> **Text provided**:
□ □ □ □ □ □ □

A Deeper Calling
by Leslie Caplan
Earthquake kills 23,000 people. Twister splinters an entire town. Fires blaze through thousands of acres of forest. Flash flood drowns a community. Record heat wave leaves crops barren.
This is the world we live in. Every day there is threat of some devastation that slices through the illusion of certainty we have grown so accustomed to, reminding us how fragile life is.
And with this dawning of fragility comes a surge within me to sit and breathe in the depth of life I witness every moment of every day trembling inside my heart. A hurricane of fear, a tsunami of grief, a volcanic eruption of passion for a life that I must let go of, and detach from while simultaneously living it with all my might. The inclination to hold on tightly to what inevitably slips right through my fingers strikes a lightning bolt through the center of my humanity, a thunderous roar echoing deep in the chambers of my love born from both sides of light and dark.
Accept loss forever, says Jack Kerouac.
A halting screech of resistance screams inside of me.
And yet, it's true. Loss is inevitable. To be human is to experience loss. There is a deep calling to accept this. To live full and fearless, I must accept this. There is an invitation to cultivate a depth of being that breathes awareness into every given moment. To be authentic, to love strong, to live a life that has some level of impact and purpose, to be inspired, to live courageously, to make the ordinary, extraordinary.

□ □ □ □ □ □ □

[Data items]
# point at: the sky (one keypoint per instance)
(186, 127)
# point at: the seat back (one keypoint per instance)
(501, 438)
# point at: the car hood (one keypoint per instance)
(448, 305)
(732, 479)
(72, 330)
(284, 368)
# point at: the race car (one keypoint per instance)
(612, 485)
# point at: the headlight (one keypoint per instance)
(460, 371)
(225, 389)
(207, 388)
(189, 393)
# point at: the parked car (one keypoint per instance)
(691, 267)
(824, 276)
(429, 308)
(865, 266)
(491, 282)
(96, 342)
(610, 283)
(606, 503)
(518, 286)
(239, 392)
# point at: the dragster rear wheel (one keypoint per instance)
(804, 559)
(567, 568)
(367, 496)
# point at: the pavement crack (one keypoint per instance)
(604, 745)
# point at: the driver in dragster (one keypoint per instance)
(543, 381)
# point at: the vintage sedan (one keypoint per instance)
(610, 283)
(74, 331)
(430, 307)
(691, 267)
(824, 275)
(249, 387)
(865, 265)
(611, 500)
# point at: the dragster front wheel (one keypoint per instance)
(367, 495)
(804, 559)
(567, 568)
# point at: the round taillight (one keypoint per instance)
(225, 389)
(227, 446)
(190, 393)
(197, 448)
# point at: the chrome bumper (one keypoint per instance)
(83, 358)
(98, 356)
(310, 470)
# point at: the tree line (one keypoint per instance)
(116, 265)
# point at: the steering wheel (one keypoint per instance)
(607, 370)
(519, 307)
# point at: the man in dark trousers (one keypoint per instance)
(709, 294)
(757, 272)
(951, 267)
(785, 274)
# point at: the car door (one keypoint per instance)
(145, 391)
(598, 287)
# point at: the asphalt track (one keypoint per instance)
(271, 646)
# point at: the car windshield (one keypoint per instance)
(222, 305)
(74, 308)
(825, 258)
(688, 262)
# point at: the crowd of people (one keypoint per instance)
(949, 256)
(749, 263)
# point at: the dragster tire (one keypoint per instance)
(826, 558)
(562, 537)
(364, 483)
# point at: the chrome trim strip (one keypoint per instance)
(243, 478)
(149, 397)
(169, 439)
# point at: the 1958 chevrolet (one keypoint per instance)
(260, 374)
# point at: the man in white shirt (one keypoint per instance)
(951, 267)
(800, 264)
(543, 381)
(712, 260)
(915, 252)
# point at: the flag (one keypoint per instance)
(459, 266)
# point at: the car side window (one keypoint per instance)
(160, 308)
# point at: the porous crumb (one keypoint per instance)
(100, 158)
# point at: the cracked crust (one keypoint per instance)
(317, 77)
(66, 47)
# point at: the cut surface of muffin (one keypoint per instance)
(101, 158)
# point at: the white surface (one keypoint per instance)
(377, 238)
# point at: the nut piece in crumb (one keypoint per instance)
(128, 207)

□ □ □ □ □ □ □

> **What to work on**:
a) In the essay on loss, who is credited with the words "Accept loss forever"?
b) Please repeat the part of the essay on loss that begins at the words "A Deeper Calling" and stops after "fragile life is.".
c) Go on with the essay about accepting loss, picking up after its final sentence.
None of the items have any connection to the essay on loss.

> **Written responses**:
a) Jack Kerouac

b)
A Deeper Calling
by Leslie Caplan
Earthquake kills 23,000 people. Twister splinters an entire town. Fires blaze through thousands of acres of forest. Flash flood drowns a community. Record heat wave leaves crops barren.
This is the world we live in. Every day there is threat of some devastation that slices through the illusion of certainty we have grown so accustomed to, reminding us how fragile life is.

c)
What happens "over there" is not "over there" anymore. It ripples out and affects us all.
It's not, "Oh my God, did you hear what happened in Japan?" It's, "Oh my God, look what is happening to us" — as a species, as a whole, as one connected to another and to everything.
There is no separation.
The woman who lost her son to the recklessness of war is me. The man who lost his family in the flood is me. The earthquake that killed 23,000 people is ME — my community, my humanity, my family. It is not THEM anymore, and it never was.
What is happening is happening to all of us. The poverty, the disease, the natural disasters wiping out thousands, all are personal to me. It is my self, my child, my lover, my sister, my best friend. It is the pulse of the main vein in a body that leads to the heart of everything. And it is alive in me. Demanding me to wake up and breathe like it's the last breath, dance as though it's the last song, make love like the earth is splitting open to swallow everything we know to be true.
Last month I was caregiving on a hospice team. An 80-year-old man breathing his last breath. I held his hand as he struggled to let go of his life. I leaned in close, whispered in his ear, "You can let go. You are safe, you are loved, you are free."
Within minutes, his eyes popped open, he looked at me, took one long deep inhalation as one single tear rolled down his weathered face, closed his eyes, and left the body that had been his companion for 80 years.
When I came home, I received a call from a friend of mine. He was mesmerized by my story and asked me, Leslie, did you see angels around him? Did you feel them? What did they look like?
My answer to him was:
Maybe it's not about seeing angels, feeling them or sensing them. Maybe, it's about BEING the angel. And knowing there is no separation — not between me and this man who so bravely took his last breath in front of me, and not between me and the angels that were there to guide him safely home. With life so tenuous, so fragile, so fleeting, the invitation is to become an angel in human form and somehow, amidst it all, ease this very human journey with waterfalls of love.
And by accepting loss forever.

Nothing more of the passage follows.